** Begin SUPPLIED ENTRIES **

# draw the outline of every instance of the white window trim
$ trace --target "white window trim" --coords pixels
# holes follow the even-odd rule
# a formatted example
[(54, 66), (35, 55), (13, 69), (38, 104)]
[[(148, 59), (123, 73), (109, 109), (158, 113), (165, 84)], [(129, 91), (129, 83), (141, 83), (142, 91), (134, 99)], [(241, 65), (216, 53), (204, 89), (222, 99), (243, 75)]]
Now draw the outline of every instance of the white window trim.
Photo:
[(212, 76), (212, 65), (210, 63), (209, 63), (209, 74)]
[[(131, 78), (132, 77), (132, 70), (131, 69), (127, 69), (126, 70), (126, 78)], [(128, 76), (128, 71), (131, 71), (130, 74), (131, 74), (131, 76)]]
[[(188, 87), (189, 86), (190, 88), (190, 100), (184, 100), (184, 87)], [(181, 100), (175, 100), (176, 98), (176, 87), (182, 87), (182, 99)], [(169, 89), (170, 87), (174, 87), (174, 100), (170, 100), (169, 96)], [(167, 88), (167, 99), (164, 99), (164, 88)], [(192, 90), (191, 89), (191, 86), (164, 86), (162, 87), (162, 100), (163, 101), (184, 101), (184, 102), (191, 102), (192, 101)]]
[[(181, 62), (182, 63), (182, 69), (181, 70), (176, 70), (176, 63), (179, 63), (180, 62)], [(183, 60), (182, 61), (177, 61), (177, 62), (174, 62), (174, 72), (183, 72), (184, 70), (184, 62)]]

** End SUPPLIED ENTRIES **

Repeat the whole listing exactly, keeping every line intact.

**WORKED SOLUTION**
# draw the outline of every instance of the white window trim
$ trace --target "white window trim" --coords pixels
# holes follow the even-odd rule
# a formatted example
[(54, 66), (35, 55), (13, 69), (38, 104)]
[[(148, 59), (123, 73), (109, 109), (158, 113), (165, 84)], [(129, 91), (129, 83), (141, 83), (142, 91), (134, 99)], [(241, 65), (216, 53), (204, 89), (222, 99), (243, 75)]]
Now draw the outline of every instance of the white window trim.
Photo:
[(212, 76), (212, 65), (210, 63), (209, 63), (209, 74)]
[[(131, 78), (132, 77), (132, 70), (131, 69), (127, 69), (126, 70), (126, 78)], [(128, 76), (128, 71), (131, 71), (130, 74), (131, 74), (131, 76)]]
[[(188, 87), (189, 86), (190, 88), (190, 100), (184, 100), (184, 87)], [(181, 100), (175, 100), (176, 98), (176, 87), (182, 87), (182, 99)], [(169, 89), (170, 87), (174, 87), (174, 100), (170, 100), (169, 96)], [(167, 88), (167, 99), (164, 99), (164, 88)], [(192, 90), (191, 89), (191, 86), (164, 86), (162, 87), (162, 100), (163, 101), (184, 101), (184, 102), (191, 102), (192, 101)]]
[[(181, 62), (182, 63), (182, 69), (181, 70), (176, 70), (176, 63), (179, 63), (180, 62)], [(183, 60), (182, 61), (177, 61), (177, 62), (174, 62), (174, 72), (183, 72), (184, 70), (184, 62)]]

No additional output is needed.